Only the pictures stay out; every record is to be quoted exactly.

--- Begin GIVEN INFORMATION ---

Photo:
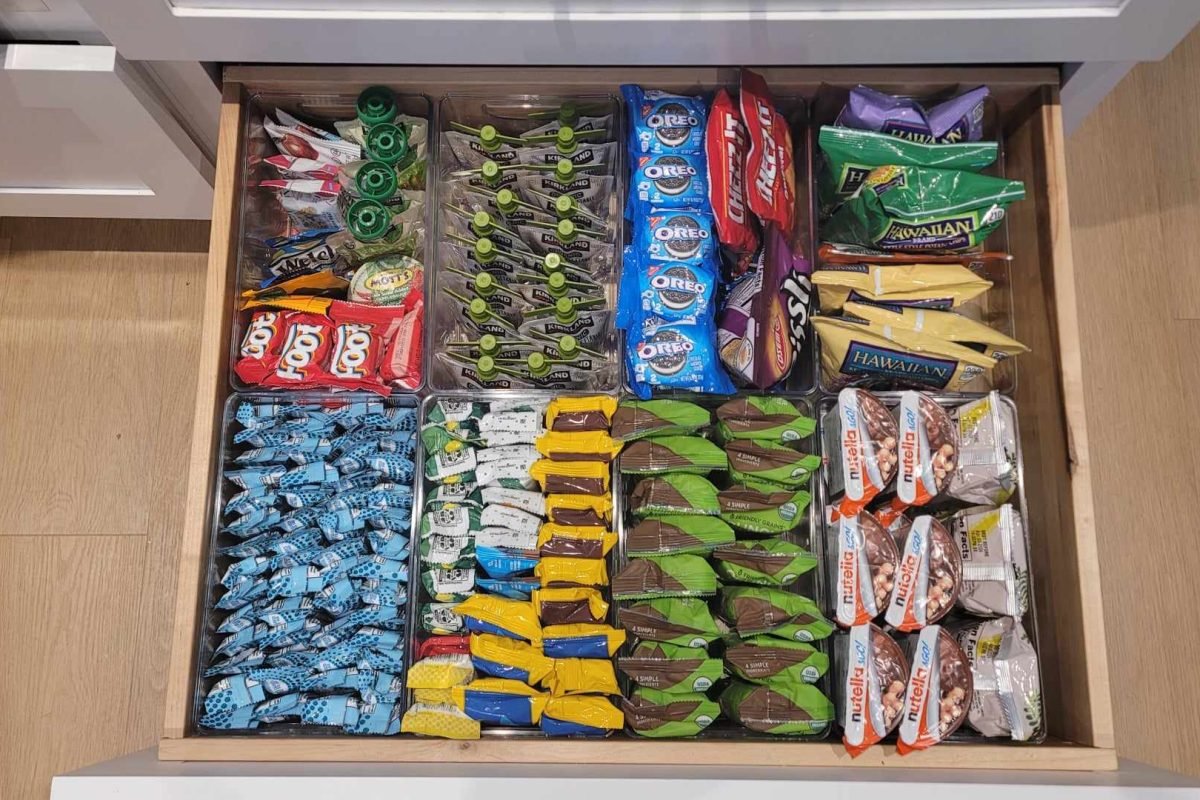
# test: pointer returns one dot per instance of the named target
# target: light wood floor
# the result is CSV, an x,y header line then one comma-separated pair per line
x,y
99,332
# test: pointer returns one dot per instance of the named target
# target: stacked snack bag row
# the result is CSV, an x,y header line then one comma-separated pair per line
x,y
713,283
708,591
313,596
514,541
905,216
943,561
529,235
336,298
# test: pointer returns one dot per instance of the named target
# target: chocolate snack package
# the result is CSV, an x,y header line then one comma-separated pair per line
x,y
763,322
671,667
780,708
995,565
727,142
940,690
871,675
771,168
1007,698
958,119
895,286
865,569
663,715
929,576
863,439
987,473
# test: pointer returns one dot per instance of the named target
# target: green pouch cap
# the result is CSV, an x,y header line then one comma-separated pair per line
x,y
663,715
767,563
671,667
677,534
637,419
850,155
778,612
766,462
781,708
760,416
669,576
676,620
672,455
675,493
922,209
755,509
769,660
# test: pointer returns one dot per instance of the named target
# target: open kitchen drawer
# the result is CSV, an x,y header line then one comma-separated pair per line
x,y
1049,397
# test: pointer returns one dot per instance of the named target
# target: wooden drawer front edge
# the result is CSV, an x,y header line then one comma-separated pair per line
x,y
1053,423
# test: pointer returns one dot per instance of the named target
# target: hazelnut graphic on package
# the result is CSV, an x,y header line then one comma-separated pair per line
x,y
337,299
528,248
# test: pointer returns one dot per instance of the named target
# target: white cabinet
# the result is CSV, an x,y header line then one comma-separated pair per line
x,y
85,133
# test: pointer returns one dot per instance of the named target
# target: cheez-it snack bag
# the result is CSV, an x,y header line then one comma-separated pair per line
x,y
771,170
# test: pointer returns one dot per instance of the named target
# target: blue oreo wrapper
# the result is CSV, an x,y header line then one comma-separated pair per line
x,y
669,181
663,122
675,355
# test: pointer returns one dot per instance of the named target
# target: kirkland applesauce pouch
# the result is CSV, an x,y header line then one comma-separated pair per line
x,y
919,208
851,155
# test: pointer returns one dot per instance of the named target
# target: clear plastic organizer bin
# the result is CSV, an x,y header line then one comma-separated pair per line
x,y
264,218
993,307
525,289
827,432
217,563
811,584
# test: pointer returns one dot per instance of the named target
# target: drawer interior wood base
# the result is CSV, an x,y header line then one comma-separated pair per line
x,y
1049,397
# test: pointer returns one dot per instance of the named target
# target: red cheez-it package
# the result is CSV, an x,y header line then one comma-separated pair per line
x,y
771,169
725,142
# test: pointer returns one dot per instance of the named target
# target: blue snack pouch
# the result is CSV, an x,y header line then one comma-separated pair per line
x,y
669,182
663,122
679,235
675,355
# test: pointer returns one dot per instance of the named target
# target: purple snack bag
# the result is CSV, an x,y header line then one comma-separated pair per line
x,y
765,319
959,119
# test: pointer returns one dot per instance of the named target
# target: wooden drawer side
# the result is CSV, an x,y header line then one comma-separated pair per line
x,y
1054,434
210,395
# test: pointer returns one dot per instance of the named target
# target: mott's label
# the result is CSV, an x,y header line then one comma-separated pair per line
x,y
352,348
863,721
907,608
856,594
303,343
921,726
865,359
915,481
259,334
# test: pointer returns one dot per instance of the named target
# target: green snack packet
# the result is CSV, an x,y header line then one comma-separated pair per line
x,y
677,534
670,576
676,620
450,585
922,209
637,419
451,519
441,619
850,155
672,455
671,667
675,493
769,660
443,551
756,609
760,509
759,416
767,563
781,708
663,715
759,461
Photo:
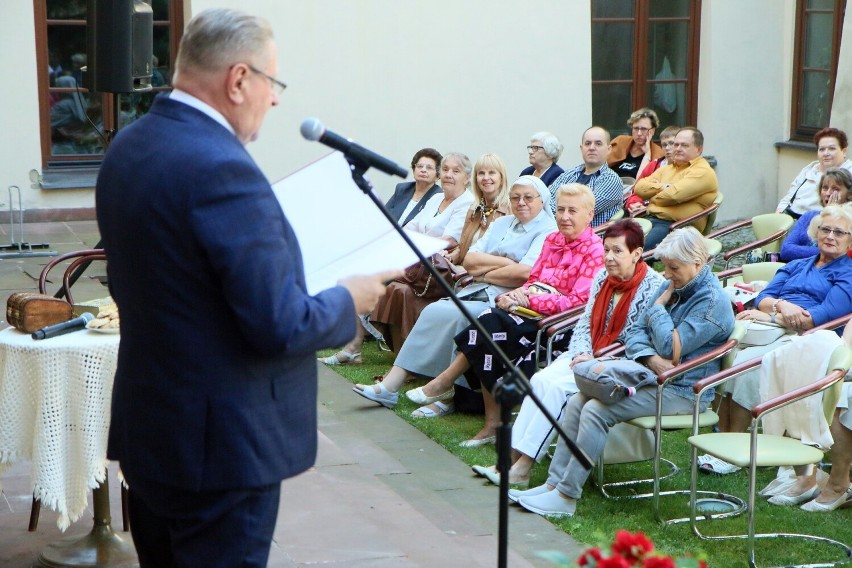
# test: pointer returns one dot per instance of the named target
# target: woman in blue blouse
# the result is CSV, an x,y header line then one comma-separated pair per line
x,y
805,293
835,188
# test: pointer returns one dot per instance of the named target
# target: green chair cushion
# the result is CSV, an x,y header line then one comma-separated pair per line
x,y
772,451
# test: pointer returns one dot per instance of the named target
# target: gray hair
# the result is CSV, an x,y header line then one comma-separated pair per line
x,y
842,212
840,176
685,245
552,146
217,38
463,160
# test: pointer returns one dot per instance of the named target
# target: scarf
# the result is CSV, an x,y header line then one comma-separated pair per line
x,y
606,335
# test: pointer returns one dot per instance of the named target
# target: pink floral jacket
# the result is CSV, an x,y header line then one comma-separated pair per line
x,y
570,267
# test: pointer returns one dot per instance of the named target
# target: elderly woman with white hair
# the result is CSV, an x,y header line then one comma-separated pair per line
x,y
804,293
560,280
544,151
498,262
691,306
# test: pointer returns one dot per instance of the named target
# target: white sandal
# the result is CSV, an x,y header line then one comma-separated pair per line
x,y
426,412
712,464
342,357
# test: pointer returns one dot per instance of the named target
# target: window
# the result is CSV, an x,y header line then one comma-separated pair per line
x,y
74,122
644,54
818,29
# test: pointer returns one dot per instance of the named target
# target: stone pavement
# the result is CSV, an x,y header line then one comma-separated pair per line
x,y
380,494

--- End GIVEN INFORMATION ---

FULL RESPONSE:
Photo:
# test: pointer returns one dot per instance of the named target
# target: light wood floor
# the result is CSV, an x,y header line then one comma-separated pair per line
x,y
99,332
# test: pointer returns one dot per instance of the named target
# target: stacked snack bag row
# the result is CSV, an x,y header line then one comma-separated pair per line
x,y
713,283
708,591
313,596
514,541
905,216
943,561
529,235
336,298
# test: pointer returns one dot per instance of the named target
# target: chocolate snack package
# the result is CSV, an x,y header line then one comma-separated pair per line
x,y
763,322
671,667
780,708
995,565
727,142
940,690
871,675
771,168
1007,698
958,119
895,286
865,569
663,715
929,576
863,439
987,473
# test: pointer returns one dot per instance of the named target
# target: green pouch cap
# the result is CSV, an x,y header line then one comma-separated pair per line
x,y
663,715
767,563
671,667
677,534
637,419
850,155
778,612
766,462
781,708
760,416
669,576
676,620
672,455
675,493
922,209
755,509
769,660
# test: pointer returns one dot per instance of the named target
# target: open kitchen drawer
# the result is CSV, an x,y header line then one comma-separated pair per line
x,y
1049,397
# test: pointer returns one dot per instance of the named target
# target: wooden drawer front edge
# the result is CSV, an x,y header line then one comma-separated pair per line
x,y
1053,423
# test: pointer returns one dot per instance of the named target
# target: hazelnut graphic on package
# the result is CSV, an x,y header line then one comma-separated pair per line
x,y
337,299
528,248
# test: pointer returns one dot per instance of the named target
# target: white cabinet
# the result is CSV, an x,y header line then one comma-separated pair per line
x,y
85,133
# test: pointer returns one dot per instance of the named target
# target: cheez-it snack bag
# the result is CSV, an x,y header line then one comma-separated pair per line
x,y
771,170
# test: pointer returns one dot per instance of the named target
# target: blue oreo wrapper
# the result is CSV, an x,y header line then one comma-separated pair per line
x,y
669,181
663,122
675,355
# test: pointer returns one dot per instance of the named target
# target: kirkland applesauce pouch
# the result is CSV, an x,y header line then one comma-separated pair per line
x,y
919,208
851,155
# test: pointer returns one dot per instance of the named target
# target: clear plastic organizer bin
# the result is CSV, an x,y header line then one comma-separated pair per line
x,y
264,218
993,307
525,289
827,432
217,563
811,584
# test: pointer returns one dot per instance of the named target
# target: drawer interior wood base
# the result is CSV, an x,y header line then one comma-separated pair per line
x,y
1049,397
# test: pointer returns one dot per instance of the named target
# target: red cheez-it package
# the result is CSV, an x,y header line then one comma-separated pair per line
x,y
771,169
725,142
# test: pointer returns one dot per instance of the named target
# target: blue snack pouch
# the result is CSV, an x,y header line then one comma-separated pair per line
x,y
669,182
663,122
679,235
675,355
# test: pointer returns one dot per instance of the named target
# target: purple snack bag
# the result is CSV, an x,y header line then one comma-separated pair per line
x,y
765,319
959,119
# test: pointer returns one dot per instance of the named target
# target: wooden drawer side
# the result is CSV, an x,y header line then one comma-separated pair per line
x,y
1054,434
210,395
# test: pointer returns one dot per instance of the named target
# target: mott's label
# the result is CSV, an x,y header line then one comma-separated pair per line
x,y
352,348
863,721
907,608
856,594
303,343
921,726
865,359
915,481
259,334
# test: pointer returns one dot per instance of the named target
# target: green snack packet
# the result is CSV, an x,y header line then one comma-separated pair per line
x,y
677,534
670,576
676,620
450,585
922,209
637,419
451,519
441,619
850,155
672,455
671,667
675,493
769,660
443,551
756,609
760,509
759,416
767,563
781,708
663,715
759,461
Photo:
# test: pointer returns one dot per instance of the named target
# target: woman in blue blouse
# the result is CSV, an x,y header line then one comma-separated pair per line
x,y
805,293
835,188
# test: pointer returns one dot per instance of the named target
# target: green chair cushion
# the result is CSV, an x,y header line then one comma-separated pair per line
x,y
772,451
# test: pointer returns one dot per instance of the named target
# target: gray hair
# the result is CSV, an x,y header line then one comma-separated pair per line
x,y
842,212
840,176
685,245
552,146
217,38
463,160
# test: pointer returns one dot per instance of the named target
# target: scarf
# the result is CSV, an x,y header line then one comma-separated pair per line
x,y
606,335
# test: pointer returns one dot per instance of the named target
# target: pink floral jacket
# the result is CSV, an x,y header line then one comma-separated pair per line
x,y
570,267
# test: pointer returns one dot per instance of the named target
# target: elderly woman with white hair
# the result is CSV, an x,y header line then one comma-separated pair per line
x,y
804,293
560,280
544,151
498,262
691,306
# test: pointer returns one dot per instance of the named target
# target: white sandal
# the result is CSV, an x,y header line then one comma-separated pair per line
x,y
426,412
712,464
342,357
# test: pointer returns one dot per instance of the named target
# target: window
# the result is CSV, an x,y header line then one comma-separated pair per line
x,y
74,122
644,54
818,29
# test: pointer returns one dot per instance of the named target
# target: stone pavement
# the result is CSV, an x,y header line then one comma-separated pair per line
x,y
380,494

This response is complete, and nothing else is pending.